◆ Text passage:
========================

Diplomatic mission of Iraq to Canada

The Embassy of Iraq, Ottawa is the embassy of Iraq in Ottawa, Ontario, Canada. It is located at 189 Laurier Ave. East having moved there since 2014 with the former McLeod Street location now an honorary consulate.

==History==
Diplomatic relations between Canada and Iraq were established in 1961. In the 1980s, the embassy was situated at 215 McLeod Street, in a building constructed in 1957 and was best known for its gala party held each year at the Château Laurier to celebrate Iraq National Day. In the late 1980s, plans were underway to build an elaborate new chancery costing $5 million in Lower Town, next door to the Chinese embassy.

The 1991 Iraqi invasion of Kuwait and the culmination of the ensuing Gulf War was irreversibly devastating on the embassy conduction of service. Four of Iraq's diplomats were expelled from Canada. Hisham Ibrahim al-Shawi, a respected intellectual and career diplomat remained as ambassador but had his activities severely curtailed. The plans for the new chancery were scrapped. In April 1991, in response to events in Iraq, a Kurdish mob attacked the embassy with stones and Molotov cocktails, but little damage and no injuries resulted. In 1994, months before he was set to retire and return to Iraq, al-Shawi flew to London with and of the embassy's money, which he publicly declared and deposited in a trust fund to be used by a future government of Iraq. In London, he defected and became involved in the Iraqi opposition.

========================

◆ Record set:

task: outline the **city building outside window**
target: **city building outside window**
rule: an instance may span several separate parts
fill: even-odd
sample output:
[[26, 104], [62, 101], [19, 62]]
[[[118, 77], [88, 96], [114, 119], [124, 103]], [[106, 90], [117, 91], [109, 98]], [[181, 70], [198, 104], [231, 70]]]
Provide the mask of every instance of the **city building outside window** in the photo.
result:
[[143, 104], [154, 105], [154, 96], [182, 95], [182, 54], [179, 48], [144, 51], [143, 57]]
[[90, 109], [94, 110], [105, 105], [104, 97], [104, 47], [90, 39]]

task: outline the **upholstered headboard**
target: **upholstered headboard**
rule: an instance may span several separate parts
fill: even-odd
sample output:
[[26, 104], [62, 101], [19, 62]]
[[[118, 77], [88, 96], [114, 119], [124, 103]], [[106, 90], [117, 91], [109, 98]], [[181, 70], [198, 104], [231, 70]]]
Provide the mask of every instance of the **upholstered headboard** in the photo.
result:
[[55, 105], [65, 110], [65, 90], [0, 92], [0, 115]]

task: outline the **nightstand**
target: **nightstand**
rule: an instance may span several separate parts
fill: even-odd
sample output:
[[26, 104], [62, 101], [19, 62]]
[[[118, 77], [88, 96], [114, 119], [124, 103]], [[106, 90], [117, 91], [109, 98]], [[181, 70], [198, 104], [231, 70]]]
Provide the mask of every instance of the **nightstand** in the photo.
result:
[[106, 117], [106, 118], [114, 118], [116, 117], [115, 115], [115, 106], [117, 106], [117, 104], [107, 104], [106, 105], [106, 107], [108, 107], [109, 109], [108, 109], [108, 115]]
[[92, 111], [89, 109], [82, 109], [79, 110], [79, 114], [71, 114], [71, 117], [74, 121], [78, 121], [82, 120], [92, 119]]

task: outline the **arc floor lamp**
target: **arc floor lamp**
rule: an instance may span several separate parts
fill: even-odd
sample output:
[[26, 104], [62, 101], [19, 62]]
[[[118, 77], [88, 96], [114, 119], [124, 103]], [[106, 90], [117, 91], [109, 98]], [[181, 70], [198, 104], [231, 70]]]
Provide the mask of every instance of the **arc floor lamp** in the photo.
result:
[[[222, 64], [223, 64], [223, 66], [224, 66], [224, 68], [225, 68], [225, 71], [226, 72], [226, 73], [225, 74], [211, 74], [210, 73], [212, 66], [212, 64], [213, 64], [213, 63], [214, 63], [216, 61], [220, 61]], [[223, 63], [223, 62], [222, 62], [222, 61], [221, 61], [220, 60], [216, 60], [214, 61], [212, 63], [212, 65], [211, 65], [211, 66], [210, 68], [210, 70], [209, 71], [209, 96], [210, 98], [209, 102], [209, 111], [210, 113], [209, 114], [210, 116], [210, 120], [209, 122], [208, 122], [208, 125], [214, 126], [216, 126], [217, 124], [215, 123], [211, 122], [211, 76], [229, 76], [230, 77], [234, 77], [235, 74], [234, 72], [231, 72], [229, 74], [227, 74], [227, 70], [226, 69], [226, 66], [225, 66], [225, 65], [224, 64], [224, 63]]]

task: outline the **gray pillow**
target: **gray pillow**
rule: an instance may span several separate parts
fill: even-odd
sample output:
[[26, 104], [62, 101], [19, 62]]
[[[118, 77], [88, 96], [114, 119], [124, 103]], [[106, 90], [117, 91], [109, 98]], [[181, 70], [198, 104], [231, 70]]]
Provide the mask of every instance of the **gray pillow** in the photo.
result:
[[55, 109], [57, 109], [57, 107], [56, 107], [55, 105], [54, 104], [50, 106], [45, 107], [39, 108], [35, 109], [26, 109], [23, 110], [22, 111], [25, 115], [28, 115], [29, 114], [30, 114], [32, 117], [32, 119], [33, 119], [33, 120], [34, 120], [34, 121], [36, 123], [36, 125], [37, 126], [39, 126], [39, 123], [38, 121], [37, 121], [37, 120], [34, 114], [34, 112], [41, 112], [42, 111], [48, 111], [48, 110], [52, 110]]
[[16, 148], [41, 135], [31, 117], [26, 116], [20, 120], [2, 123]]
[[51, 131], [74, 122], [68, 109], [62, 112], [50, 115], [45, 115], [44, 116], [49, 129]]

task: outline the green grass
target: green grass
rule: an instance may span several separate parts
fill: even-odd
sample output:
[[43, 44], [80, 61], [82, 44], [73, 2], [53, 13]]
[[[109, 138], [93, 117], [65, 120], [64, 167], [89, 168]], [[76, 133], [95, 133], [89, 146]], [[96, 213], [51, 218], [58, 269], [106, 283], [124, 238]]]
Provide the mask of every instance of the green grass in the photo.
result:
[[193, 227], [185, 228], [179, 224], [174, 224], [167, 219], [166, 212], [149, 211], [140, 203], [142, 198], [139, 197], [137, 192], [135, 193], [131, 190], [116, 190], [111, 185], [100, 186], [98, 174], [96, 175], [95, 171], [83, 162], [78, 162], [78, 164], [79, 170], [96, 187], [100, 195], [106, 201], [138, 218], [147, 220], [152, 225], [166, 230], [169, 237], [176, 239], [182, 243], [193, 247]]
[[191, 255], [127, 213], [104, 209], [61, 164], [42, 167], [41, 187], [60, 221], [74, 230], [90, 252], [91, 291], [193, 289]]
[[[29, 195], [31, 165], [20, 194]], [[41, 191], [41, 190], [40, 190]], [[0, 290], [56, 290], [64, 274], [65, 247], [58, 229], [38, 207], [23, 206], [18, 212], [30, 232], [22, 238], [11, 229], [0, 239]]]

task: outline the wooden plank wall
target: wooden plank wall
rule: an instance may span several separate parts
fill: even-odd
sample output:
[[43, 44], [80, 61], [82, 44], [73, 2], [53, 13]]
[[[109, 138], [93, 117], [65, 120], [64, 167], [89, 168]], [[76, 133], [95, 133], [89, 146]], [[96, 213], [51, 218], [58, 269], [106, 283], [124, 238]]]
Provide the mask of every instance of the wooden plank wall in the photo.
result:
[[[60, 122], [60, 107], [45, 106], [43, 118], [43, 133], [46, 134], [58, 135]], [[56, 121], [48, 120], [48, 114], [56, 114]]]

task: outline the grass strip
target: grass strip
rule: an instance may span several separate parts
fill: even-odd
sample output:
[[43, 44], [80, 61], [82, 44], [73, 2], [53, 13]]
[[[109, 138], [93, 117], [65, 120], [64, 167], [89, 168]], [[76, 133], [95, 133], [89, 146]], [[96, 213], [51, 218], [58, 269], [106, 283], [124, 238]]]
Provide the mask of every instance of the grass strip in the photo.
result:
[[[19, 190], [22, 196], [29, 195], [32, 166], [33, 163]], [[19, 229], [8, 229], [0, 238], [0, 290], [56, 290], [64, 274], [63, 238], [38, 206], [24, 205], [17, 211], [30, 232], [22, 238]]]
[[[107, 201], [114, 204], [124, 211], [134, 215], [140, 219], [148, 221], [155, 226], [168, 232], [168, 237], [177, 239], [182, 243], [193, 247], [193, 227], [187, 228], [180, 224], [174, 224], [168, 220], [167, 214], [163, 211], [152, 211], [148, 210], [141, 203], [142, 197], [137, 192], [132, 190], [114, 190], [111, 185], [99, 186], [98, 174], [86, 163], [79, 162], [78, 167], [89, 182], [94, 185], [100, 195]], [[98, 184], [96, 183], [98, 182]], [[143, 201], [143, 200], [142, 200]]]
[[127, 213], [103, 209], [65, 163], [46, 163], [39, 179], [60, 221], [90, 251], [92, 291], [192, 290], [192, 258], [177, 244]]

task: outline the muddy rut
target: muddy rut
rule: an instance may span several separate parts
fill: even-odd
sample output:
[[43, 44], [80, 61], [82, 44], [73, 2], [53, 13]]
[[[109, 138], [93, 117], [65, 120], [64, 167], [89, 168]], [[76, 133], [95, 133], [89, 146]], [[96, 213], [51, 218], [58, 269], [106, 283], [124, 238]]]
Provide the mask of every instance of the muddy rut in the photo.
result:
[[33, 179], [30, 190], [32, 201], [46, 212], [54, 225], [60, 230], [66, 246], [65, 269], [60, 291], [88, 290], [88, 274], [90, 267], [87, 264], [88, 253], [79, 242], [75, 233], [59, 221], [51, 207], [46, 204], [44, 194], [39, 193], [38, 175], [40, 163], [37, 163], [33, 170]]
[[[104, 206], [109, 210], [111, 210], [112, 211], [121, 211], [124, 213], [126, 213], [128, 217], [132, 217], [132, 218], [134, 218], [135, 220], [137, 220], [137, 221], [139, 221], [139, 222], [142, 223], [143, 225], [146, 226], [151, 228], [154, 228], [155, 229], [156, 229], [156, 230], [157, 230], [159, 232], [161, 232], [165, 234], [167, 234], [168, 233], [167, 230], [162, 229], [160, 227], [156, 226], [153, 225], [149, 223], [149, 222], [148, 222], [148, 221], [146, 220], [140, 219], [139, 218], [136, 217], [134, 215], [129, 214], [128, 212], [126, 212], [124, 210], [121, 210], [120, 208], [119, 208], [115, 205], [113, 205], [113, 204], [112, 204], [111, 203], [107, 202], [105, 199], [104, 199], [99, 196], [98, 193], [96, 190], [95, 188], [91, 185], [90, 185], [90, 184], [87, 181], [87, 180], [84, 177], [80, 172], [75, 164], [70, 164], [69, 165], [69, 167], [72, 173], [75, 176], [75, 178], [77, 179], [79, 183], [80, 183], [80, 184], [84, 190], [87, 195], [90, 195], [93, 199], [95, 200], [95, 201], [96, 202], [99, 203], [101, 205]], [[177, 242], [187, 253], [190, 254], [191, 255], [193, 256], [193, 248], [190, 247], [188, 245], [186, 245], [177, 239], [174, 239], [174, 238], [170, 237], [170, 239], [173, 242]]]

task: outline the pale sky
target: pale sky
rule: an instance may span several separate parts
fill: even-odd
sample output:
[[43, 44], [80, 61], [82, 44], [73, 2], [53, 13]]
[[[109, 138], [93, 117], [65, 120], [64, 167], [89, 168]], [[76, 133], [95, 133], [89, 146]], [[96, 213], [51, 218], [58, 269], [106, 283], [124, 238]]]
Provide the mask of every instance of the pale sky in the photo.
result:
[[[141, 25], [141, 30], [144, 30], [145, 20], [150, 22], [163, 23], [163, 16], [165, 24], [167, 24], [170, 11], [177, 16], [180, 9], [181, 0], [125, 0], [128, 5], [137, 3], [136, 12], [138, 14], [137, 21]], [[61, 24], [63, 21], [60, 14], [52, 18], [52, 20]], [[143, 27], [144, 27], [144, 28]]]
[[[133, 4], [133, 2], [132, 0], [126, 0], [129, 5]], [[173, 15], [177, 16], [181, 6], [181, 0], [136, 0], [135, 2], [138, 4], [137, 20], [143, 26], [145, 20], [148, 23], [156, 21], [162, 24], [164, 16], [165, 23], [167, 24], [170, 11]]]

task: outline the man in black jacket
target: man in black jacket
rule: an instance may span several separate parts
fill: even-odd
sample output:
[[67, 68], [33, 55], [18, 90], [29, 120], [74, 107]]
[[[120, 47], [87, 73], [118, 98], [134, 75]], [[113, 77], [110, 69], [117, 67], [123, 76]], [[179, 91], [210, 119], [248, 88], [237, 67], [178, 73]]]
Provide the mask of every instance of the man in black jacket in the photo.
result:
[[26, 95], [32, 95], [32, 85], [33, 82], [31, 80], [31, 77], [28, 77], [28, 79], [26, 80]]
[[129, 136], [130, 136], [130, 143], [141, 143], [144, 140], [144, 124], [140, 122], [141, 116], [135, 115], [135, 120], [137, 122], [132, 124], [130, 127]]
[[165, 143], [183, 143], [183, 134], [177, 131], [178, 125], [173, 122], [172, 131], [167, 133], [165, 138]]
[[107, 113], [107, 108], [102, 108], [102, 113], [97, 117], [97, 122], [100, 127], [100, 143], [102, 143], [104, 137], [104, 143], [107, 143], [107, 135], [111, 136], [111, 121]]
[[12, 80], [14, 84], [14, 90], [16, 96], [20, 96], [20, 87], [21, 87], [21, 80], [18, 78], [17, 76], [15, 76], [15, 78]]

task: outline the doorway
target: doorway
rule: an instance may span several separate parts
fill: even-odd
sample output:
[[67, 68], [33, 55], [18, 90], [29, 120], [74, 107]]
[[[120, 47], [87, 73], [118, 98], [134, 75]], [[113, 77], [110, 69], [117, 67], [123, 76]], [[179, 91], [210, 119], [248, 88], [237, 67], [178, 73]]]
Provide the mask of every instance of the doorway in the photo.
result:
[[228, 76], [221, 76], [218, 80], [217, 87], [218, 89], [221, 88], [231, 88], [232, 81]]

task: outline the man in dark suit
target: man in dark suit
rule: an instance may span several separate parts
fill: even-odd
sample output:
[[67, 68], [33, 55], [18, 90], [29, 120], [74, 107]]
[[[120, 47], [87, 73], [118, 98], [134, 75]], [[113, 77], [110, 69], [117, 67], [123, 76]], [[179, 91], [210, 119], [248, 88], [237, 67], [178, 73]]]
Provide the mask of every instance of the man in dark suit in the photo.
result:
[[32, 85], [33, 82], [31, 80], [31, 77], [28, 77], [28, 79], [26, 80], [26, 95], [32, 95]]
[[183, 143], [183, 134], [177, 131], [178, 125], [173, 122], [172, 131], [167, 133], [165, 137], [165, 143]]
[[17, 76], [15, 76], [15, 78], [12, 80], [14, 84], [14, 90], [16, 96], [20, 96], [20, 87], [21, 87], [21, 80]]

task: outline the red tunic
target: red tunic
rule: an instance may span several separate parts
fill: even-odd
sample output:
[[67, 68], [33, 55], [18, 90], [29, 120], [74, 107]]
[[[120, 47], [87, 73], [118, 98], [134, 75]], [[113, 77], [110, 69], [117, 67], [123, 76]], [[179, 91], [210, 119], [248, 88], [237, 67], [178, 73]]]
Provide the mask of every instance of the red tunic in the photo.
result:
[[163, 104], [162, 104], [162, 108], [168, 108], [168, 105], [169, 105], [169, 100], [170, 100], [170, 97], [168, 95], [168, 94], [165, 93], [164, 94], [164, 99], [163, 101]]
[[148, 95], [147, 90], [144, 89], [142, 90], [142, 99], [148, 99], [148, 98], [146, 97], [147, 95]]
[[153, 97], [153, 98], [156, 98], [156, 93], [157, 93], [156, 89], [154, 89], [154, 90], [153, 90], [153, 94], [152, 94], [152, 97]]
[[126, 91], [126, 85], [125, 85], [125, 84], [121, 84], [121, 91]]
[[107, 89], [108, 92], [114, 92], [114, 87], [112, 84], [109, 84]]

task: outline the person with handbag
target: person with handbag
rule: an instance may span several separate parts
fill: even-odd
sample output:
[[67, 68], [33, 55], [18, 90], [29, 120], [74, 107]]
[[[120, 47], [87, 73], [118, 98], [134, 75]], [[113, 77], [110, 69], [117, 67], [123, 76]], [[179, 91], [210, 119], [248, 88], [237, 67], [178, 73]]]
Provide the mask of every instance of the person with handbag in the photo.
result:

========================

◆ Task statement: Copy out the part of the text about Iraq's embassy in Ottawa that opens with the words "The Embassy of Iraq, Ottawa" and closes with "an honorary consulate.". The lines have nothing to do with what you need to do here.

◆ Answer section:
The Embassy of Iraq, Ottawa is the embassy of Iraq in Ottawa, Ontario, Canada. It is located at 189 Laurier Ave. East having moved there since 2014 with the former McLeod Street location now an honorary consulate.